● Problems and tasks
1: Set down the passage of the travel journal below from "London officials are" to "to a protest.", keeping its wording unchanged.
2: Using the travel journal below, explain why the writer and Cameron were ready to strangle the GPS voice by the time they reached their hotel in Nice.

● Reading text
────────────────────

I am having a glass as I type. Merci, Madam Maynard.

Saturday, May 23, 2009

Arrival in Nice did not get off to a good start. We flew EasyJet from London. Many American airlines could take lessons from these folks; newer planes, good basic service and as Cameron said, better pilots. ;) She's sure that this pilot should offer the British Airways chap lessons on how to land (I still shudder at the memory). We picked up our car without a problem but soon discovered our GPS did not know how to speak French. Although my Garmin is supposed to be loaded with complete European maps, we're beginning to doubt its accuracy. In addition, she (the voice is female) butchers the French language much worse than I ever could (& that's saying a lot) so we're never quite sure what street or where she is referring to. After taking 45 minutes to get to our hotel (in what should have been less than 10) Cameron and I were ready to strangle her - or at least perform a sex change and turn her into a man.

Nice is a place into itself - just worn enough to give it character and make it a bit more alluring. We loved walking the Promenade and the Old Town. We had a great dinner in a sidewalk cafe and gelato for dessert. We decided to take a long stroll back to the hotel and in doing so, it appears we were out a bit late. We started to notice these beautiful, and I do mean gorgeous girls standing on every street corner. When we passed the first one I assumed it was a woman waiting for her date to bring the car around. She was beautifully dressed, maybe a little sexy but not distasteful and knock-down-dead gorgeous. By the time we passed the second, the "light" (or would that be red light?) went on and I was like - OMG. Truthfully, I felt very sorry for them, wondering what had happened in their lives to make such beauty resort to something so dangerous and demeaning. While most well dressed French women wouldn't hesitate to meet your gaze, I noticed these women looked away from a mother walking with her two children. The further west we walked, the less pretty and well dressed they became until they began to be readily identifiable for their trade. And as for overly sheltered, poorly socialized homeschoolers? Let it suffice to say Caroline now knows what prostitution is. I think we'll stick completely to the east end from now on.

London officials are probably looking for me for the 1st pic (above). I took it before I saw that no photos were allowed. It is a photo of King Henry VII's love letter to Anne Boleyn, on loan from the Vatican. Hmm, how did the Vatican come by it anyway? The second pic is at Trafalgar Square and the third is self explanatory except that the police had the park square to the left surrounded due to a protest.

Several glitches with our laptop and WiFi have really cut into our time in London - perhaps the cost of being too dependent on the Internet for information. A train strike was scheduled for the day we were headed to Gatwick, so I was a little panicked at not being able to check the site. Thankfully, we were able to board the Gatwick Express with no problem.

────────────────────

● Dataset records on object locations
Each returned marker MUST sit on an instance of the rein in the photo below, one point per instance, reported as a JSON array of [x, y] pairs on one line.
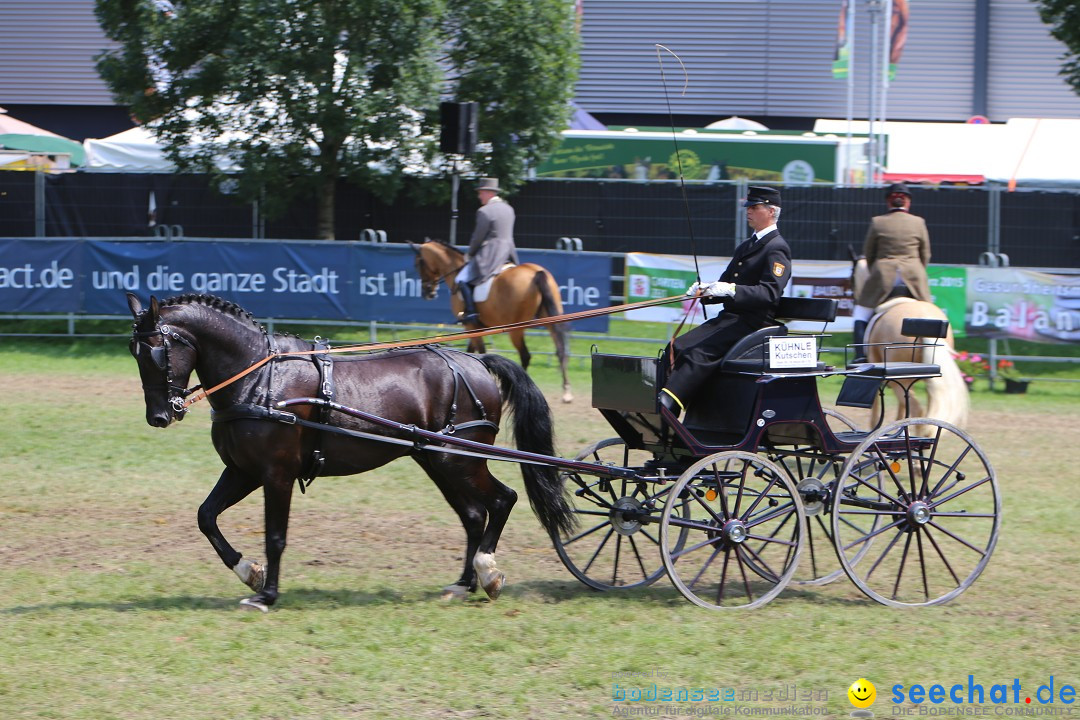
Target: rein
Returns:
[[464, 335]]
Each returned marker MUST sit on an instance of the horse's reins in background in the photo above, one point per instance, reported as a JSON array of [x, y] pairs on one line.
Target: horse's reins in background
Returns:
[[464, 335]]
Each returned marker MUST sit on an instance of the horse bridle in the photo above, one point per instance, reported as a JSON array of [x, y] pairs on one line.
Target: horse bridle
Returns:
[[159, 355]]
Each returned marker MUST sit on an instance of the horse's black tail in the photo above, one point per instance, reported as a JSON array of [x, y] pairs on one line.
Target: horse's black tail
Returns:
[[535, 433]]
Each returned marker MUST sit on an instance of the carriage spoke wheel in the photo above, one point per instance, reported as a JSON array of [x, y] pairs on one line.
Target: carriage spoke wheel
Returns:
[[739, 541], [616, 542], [937, 507]]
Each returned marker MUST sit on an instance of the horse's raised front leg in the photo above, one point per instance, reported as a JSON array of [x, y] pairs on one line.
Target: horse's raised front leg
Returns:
[[232, 487], [278, 496]]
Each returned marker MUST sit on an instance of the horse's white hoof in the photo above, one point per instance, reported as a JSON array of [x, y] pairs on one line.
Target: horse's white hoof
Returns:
[[494, 586], [454, 593], [251, 603]]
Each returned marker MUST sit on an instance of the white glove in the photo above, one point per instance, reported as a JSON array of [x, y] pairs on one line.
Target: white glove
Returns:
[[719, 289]]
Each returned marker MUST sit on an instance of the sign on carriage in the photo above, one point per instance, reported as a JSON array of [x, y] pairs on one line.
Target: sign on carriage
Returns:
[[793, 352]]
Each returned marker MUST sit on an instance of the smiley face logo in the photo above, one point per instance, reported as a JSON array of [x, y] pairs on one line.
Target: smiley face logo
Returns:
[[862, 693]]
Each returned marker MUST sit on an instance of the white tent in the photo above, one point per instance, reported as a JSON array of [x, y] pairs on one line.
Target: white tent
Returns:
[[1037, 152]]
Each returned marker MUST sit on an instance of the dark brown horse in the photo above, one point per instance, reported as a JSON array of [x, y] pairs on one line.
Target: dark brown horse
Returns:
[[436, 390], [518, 294]]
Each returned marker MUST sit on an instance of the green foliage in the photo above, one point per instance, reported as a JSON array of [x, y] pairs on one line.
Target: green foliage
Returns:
[[1063, 16], [294, 94]]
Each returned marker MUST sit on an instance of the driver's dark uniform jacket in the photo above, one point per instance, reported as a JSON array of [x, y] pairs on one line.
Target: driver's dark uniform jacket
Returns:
[[760, 270]]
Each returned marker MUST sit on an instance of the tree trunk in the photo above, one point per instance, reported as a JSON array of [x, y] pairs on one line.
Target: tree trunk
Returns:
[[324, 221]]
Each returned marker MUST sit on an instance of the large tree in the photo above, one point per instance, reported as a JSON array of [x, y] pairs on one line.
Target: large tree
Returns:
[[1063, 16], [287, 96]]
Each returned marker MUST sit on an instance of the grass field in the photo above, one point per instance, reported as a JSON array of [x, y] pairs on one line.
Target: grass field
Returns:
[[113, 606]]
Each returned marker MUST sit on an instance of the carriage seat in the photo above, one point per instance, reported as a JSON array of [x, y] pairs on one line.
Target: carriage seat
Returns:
[[751, 353]]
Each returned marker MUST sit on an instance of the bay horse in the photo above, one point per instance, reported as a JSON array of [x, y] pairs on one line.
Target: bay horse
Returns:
[[518, 294], [430, 389], [947, 396]]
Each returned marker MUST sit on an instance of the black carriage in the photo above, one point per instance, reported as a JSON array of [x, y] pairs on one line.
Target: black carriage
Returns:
[[759, 486]]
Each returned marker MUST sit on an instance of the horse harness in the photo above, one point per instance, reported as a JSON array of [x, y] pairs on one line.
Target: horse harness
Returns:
[[324, 363]]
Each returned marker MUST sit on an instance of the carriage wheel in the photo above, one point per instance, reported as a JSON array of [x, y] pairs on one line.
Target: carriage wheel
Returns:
[[740, 542], [937, 507], [615, 545]]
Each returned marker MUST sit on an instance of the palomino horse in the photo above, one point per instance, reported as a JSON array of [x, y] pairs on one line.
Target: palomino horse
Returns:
[[947, 396], [518, 294], [428, 388]]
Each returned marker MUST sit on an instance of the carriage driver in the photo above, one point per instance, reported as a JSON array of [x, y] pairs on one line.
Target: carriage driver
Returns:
[[490, 247], [750, 290]]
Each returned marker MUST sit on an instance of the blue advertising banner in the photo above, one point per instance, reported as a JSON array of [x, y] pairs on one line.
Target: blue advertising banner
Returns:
[[333, 281]]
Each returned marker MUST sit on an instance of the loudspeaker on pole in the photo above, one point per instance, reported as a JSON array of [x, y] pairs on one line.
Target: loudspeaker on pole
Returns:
[[458, 134]]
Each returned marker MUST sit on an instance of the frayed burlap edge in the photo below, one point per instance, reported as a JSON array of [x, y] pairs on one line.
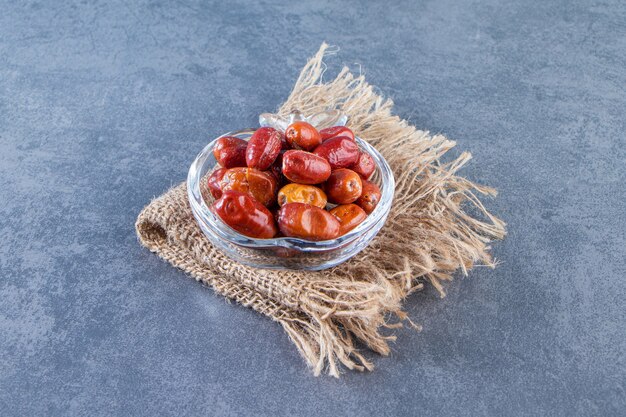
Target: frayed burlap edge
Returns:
[[437, 225]]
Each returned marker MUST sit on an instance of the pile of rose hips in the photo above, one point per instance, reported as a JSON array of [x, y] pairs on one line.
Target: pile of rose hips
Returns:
[[295, 174]]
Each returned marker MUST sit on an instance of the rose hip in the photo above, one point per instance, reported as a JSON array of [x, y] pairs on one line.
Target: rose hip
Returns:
[[260, 185], [305, 168], [364, 165], [230, 152], [263, 148], [343, 186], [299, 193], [307, 222], [369, 197], [244, 214], [332, 132], [349, 216], [302, 135], [214, 182], [340, 152], [276, 169]]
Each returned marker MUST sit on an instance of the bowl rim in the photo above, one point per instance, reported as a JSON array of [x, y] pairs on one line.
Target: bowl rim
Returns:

────────────────────

● Expected responses
1:
London officials are probably looking for me for the 1st pic (above). I took it before I saw that no photos were allowed. It is a photo of King Henry VII's love letter to Anne Boleyn, on loan from the Vatican. Hmm, how did the Vatican come by it anyway? The second pic is at Trafalgar Square and the third is self explanatory except that the police had the park square to the left surrounded due to a protest.

2: The drive to the hotel took 45 minutes when it should have taken less than 10. The GPS did not know how to speak French, and its female voice butchered the language so badly that they were never sure which street or place it meant.